**Instructions to follow**. Count the lines below that contain the string "woman", treating uppercase and lowercase as different, and reply with the number only.

**Source material**.

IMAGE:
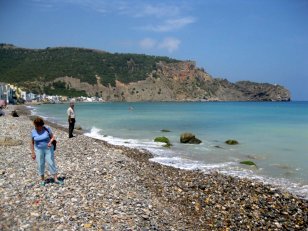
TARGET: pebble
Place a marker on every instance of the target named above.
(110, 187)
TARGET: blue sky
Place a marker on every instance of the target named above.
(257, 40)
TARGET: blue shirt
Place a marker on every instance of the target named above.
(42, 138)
---
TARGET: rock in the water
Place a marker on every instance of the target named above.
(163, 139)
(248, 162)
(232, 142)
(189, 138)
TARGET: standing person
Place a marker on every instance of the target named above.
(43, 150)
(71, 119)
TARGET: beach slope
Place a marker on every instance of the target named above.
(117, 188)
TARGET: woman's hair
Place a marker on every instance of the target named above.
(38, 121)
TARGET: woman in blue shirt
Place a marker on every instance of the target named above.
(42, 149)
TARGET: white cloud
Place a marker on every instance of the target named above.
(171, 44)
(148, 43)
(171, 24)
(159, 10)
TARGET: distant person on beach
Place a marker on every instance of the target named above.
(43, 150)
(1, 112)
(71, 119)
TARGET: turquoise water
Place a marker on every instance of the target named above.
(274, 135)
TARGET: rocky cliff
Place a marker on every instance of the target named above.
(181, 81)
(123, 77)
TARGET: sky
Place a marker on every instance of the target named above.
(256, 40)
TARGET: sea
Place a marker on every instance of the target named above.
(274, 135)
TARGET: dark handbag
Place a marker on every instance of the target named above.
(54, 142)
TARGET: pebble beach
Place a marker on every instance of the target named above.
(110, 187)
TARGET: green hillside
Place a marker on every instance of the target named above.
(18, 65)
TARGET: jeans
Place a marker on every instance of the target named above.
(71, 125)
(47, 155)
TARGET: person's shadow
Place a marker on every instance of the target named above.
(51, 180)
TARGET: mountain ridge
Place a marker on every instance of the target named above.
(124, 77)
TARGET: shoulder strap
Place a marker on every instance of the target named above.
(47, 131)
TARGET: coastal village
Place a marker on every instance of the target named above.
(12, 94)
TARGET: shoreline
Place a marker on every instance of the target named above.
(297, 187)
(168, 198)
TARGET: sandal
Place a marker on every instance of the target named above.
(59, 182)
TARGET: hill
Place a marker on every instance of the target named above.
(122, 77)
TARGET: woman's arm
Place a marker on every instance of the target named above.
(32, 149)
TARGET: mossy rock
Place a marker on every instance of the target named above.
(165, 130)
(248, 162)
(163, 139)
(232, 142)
---
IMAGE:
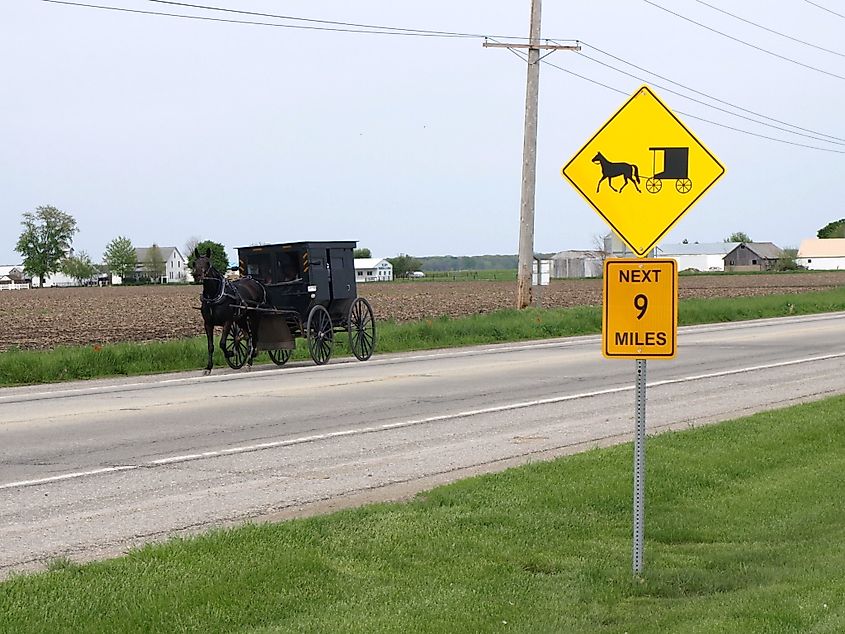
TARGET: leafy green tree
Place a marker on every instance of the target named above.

**Exercise result**. 3